You are in a relationship that feels healthy and good and you are happier than you have ever been. You can’t imagine a better fit and you can’t believe your luck. Everything comes easily. Every box is ticked. And then you meet his family (which is likely to happen this festive season).
His family casts disapproving glances your way and there is a coldness to their greetings. It’s subtle at first but as time goes on you realise that they simply do not approve of you.
Perhaps there are cultural, racial or class differences. Perhaps you represent a way of life or a lifestyle that is contrary to their belief systems. Perhaps they do not like the way you behave or something in your character makes them uncomfortable. Or perhaps, for reasons unknown to you, they believe that their son can do better.
How do you keep spending time with his family when the interaction leaves you feeling rejected and hurt? His family is important to him and the uncomfortable dynamic puts him under pressure to appease both sides. It inevitably places a huge strain on your relationship.
If the relationship is serious or is on its way to becoming serious, you are well aware that his family will most likely be closely intertwined in your life for many years to come- they will be there for all the milestones, celebrations, holidays, family gatherings and reunions.

- Data section
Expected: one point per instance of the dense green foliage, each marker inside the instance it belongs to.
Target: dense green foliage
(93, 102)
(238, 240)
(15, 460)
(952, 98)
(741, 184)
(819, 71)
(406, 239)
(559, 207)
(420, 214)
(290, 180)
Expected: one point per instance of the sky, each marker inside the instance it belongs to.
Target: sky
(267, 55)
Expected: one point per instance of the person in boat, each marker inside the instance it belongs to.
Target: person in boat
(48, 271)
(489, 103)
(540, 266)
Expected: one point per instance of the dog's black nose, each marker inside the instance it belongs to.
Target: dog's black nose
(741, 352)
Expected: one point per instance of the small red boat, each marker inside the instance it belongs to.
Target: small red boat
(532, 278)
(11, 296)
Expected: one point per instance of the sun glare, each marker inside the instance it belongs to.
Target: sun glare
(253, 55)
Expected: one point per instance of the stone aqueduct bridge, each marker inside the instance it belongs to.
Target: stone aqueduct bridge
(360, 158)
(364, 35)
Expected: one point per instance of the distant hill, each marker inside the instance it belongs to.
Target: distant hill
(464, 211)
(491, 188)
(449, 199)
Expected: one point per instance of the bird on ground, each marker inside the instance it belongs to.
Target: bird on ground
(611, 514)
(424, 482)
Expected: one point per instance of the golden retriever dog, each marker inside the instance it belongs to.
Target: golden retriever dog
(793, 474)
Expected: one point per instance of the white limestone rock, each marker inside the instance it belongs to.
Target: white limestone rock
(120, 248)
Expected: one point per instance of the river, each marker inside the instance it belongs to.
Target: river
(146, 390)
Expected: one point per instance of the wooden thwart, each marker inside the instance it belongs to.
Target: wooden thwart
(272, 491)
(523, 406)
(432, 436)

- Required tasks
1. Reproduce everything in the passage about his disapproving family from "How do you keep" down to "on your relationship.".
2. Pick up the passage about his disapproving family after its last sentence and write the part that comes next.
The items have no connection to the passage about his disapproving family.

- Task-by-task results
1.
How do you keep spending time with his family when the interaction leaves you feeling rejected and hurt? His family is important to him and the uncomfortable dynamic puts him under pressure to appease both sides. It inevitably places a huge strain on your relationship.

2.
You cannot avoid them or push the problem away, hoping it will magically improve on its own or disappear altogether.
While you cannot control their behavior or outlook, you can take control of the situation by ensuring that you are doing everything in your power to help improve the situation. With some subtle but important behavior shifts, you can slowly earn their respect and change the situation over time.
Here are four ways to handle the unpleasant situation, hopefully you’ll only need to do it for a few days over this festive season:
1 – Stay polite and show respect
Everyone wants to feel respected. Be aware that you are an outsider entering a family’s private and sacred space which is reserved for loved ones. Show his parents respect by making eye contact, smiling and shaking their hands.
Don’t be shy with compliments and offer to help wherever possible. Even if you sense some ambivalence from them, keep showing them respect. They are older than you and they have had more life experience than you. Show respect for their traditions and their way of life.
2 – Be engaging
Show his family that you are engaged by listening carefully and contributing to the conversation. Ask questions and try to bond by using shared interests to connect.
It is so easy to put up walls and shut down emotionally when we feel rejected or hurt, but it is essential that you keep showing up by staying open and keeping the conversation going.
3 – Show how much you love and respect him
The main concern for all parents is that their child is loved and respected. They want to feel assured that your intentions are pure and that you are not going to hurt him.
According to Leonard Felder, Ph.D., author of ‘Wake Up or Break Up’, “They won’t want to connect with you if they think you’re not there to stay”. Do not be shy to show them that you love him in your actions and your words. They want to know that your feelings are authentic. If they can feel your love and respect for him, they will be more likely to warm up to you.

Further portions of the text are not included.